(DATA TO PROCESS)
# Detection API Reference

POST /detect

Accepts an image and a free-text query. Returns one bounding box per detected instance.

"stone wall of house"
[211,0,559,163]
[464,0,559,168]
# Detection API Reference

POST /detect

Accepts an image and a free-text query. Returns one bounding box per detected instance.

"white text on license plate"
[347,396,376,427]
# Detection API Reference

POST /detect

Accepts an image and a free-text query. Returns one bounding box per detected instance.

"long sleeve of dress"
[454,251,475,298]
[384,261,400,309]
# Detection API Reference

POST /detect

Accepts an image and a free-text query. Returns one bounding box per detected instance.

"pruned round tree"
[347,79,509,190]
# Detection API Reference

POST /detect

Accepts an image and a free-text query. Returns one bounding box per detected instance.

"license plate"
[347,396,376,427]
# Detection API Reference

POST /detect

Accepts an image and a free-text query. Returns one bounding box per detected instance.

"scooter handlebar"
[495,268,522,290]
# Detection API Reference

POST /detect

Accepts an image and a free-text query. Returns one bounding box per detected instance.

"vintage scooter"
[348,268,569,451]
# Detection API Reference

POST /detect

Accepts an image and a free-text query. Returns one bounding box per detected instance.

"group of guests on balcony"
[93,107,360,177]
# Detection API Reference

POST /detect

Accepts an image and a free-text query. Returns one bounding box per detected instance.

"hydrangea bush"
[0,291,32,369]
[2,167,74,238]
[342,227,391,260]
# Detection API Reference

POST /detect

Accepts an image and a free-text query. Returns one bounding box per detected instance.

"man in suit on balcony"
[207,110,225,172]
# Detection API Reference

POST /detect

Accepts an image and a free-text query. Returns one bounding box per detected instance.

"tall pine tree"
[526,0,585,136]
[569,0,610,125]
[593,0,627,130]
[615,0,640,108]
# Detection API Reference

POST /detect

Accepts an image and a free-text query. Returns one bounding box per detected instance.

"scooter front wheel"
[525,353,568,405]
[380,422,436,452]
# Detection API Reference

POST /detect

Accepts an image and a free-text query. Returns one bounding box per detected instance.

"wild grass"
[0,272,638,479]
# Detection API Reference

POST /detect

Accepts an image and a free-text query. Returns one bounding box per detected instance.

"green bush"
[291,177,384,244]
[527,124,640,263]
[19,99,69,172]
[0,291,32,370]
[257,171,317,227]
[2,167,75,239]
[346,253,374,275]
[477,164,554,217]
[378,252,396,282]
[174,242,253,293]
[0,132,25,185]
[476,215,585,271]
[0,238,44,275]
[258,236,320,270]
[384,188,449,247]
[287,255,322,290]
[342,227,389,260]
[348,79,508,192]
---
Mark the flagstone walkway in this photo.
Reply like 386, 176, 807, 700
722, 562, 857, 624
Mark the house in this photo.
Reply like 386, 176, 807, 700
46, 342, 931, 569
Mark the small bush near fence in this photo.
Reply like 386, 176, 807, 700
...
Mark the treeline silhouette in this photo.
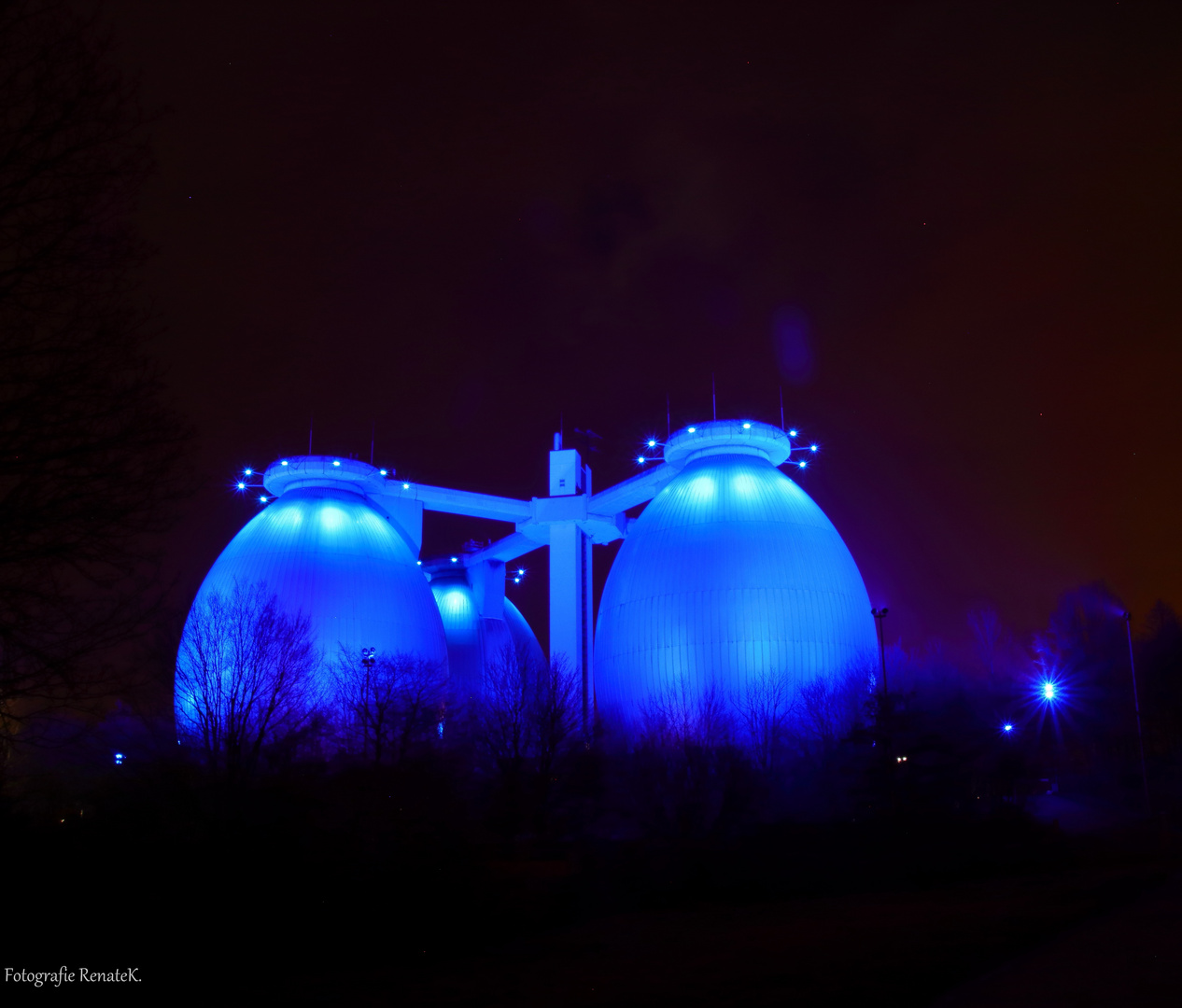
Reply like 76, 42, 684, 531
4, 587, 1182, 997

(TASK OBJECTIVE)
Count the lines in the rows above that contain the string "scooter", treating uppercase and lowercase letters as distinct. Give only the number.

(FINISHED ANSWER)
3